BaseWorkload is an embedded struct that provides default implementations for optional interface methods. Concrete workloads embed BaseWorkload and override only the methods they need — idiomatic Go composition over inheritance.

BaseWorkload also stores SSH credential fields and exposes a BuildCloudConfig(opts) helper method that injects SSH user/password/keys into the cloud-init output. Workload subclasses call w.BuildCloudConfig(opts) instead of cloudinit.BuildCloudConfig(opts) directly, keeping SSH injection as a single cross-cutting concern on the base struct. BaseWorkload also stores a ParamSchema and provides GetParam(key) for schema-driven param lookup — it returns the user's override from Config.Params if set, otherwise the schema default.

Workload Comparison

Workload VM Count Data Volume K8s Service Packages Workload Tool
CPU N (configurable) No No stress-ng stress-ng --cpu 0 --cpu-load 100 --cpu-method all (defaults; tunable via params)
Memory N (configurable) No No stress-ng stress-ng --vm 1 --vm-bytes 80% --vm-method all (defaults; tunable via params)
Disk N (configurable) Yes (/mnt/data) No fio Mixed R/W + sequential write profiles (defaults; tunable via params)

Supplied records:
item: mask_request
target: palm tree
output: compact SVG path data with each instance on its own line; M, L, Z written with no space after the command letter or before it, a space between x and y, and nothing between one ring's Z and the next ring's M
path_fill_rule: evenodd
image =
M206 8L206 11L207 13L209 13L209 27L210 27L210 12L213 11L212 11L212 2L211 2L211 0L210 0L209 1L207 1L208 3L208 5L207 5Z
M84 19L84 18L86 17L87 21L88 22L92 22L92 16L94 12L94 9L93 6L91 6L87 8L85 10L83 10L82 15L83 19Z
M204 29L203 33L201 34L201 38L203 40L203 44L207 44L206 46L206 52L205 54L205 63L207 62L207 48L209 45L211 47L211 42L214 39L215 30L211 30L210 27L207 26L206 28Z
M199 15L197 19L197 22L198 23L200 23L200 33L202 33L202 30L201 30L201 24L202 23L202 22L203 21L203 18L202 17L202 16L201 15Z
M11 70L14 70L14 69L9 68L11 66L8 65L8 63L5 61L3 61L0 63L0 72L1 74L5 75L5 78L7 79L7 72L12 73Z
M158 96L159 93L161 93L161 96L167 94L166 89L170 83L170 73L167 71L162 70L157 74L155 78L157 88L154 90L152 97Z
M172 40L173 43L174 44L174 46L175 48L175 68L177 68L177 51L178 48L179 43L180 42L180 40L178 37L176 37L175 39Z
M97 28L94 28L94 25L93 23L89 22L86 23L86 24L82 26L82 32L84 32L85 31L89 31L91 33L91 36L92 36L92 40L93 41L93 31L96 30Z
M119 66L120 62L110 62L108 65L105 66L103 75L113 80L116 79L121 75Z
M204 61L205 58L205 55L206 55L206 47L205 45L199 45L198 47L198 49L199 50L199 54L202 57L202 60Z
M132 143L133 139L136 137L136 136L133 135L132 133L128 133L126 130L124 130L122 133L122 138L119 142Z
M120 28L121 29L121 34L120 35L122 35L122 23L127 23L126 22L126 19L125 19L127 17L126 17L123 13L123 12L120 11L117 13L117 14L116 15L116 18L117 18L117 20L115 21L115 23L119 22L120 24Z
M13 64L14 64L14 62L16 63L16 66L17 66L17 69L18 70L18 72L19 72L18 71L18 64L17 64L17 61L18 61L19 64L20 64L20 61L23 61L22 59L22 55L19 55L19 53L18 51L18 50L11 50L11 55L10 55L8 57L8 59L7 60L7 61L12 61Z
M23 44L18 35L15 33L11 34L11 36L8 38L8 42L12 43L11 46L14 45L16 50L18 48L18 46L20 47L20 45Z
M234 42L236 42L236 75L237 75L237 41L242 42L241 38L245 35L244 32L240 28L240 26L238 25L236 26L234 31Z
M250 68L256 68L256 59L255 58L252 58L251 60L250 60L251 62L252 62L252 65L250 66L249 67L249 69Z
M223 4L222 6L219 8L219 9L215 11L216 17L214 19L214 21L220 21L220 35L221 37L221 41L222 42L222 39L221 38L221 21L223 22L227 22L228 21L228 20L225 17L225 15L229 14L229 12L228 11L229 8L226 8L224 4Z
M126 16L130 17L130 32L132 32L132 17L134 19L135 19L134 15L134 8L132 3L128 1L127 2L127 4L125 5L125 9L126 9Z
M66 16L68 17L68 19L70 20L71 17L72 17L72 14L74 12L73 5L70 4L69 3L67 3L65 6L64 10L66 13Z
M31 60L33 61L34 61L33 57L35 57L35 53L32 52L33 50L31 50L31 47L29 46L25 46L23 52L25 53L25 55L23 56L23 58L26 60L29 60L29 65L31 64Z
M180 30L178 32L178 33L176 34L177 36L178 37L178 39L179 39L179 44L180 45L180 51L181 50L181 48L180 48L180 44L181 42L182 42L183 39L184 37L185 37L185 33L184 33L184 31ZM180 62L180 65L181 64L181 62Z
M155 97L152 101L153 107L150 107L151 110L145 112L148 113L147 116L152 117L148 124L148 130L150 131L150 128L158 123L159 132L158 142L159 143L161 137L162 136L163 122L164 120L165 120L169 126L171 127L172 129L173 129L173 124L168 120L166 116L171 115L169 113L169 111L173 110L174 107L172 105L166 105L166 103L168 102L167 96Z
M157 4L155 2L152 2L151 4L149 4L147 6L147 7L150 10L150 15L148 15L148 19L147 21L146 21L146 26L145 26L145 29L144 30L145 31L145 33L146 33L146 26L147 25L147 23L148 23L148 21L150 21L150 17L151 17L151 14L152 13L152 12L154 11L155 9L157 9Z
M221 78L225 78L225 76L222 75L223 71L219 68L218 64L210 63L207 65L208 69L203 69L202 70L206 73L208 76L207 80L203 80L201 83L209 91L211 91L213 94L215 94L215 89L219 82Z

Objectives:
A) Name every workload that appears in the comparison table of the BaseWorkload text.
B) Answer these questions from the BaseWorkload text:
(i) What do workload subclasses call in place of cloudinit.BuildCloudConfig(opts)?
(ii) Which workload has a data volume, and at what path?
(iii) What does GetParam(key) return when the user has set no override in Config.Params?
C) Extend the BaseWorkload text past its final line.

Answers to each task:
A) CPU, Memory, Disk

B)
(i) w.BuildCloudConfig(opts)
(ii) Disk, at /mnt/data
(iii) The schema default

C)
Database N (configurable) Yes (/var/lib/pgsql/data) No postgresql-server pgbench -c 10 -j 2 -T 300 loop (defaults; tunable via params)
Network N × 2 (server + client) No Yes — virtwork-iperf3-server :5201 iperf3 iperf3 -s / iperf3 -c ... -P 4 -t 60 --bidir (defaults; tunable via params)
TPS N × 2 (server + client) No Yes — virtwork-tps-server :12865 / :12866 / :8080 netperf, python3 netperf -t TCP_RR + curl HTTP file fetch loop
Chaos-disk N (configurable) Yes (/mnt/data) No (golden image: fallocate, dd) Fill to target percent, sleep, release, repeat
Chaos-network N (configurable) No No iproute-tc (+ sch_netem kernel module) tc qdisc add ... netem delay 100ms loss 5%
Chaos-process N (configurable) No No procps-ng Random kill -SIGTERM <pid> of non-essential processes every 30s

Resource Tracking and Cleanup

All created resources are labeled with app.kubernetes.io/managed-by: virtwork and virtwork/run-id: <uuid>. Cleanup queries by label selector — no state file needed. This is resilient to crashes (works even if the tool terminated mid-creation).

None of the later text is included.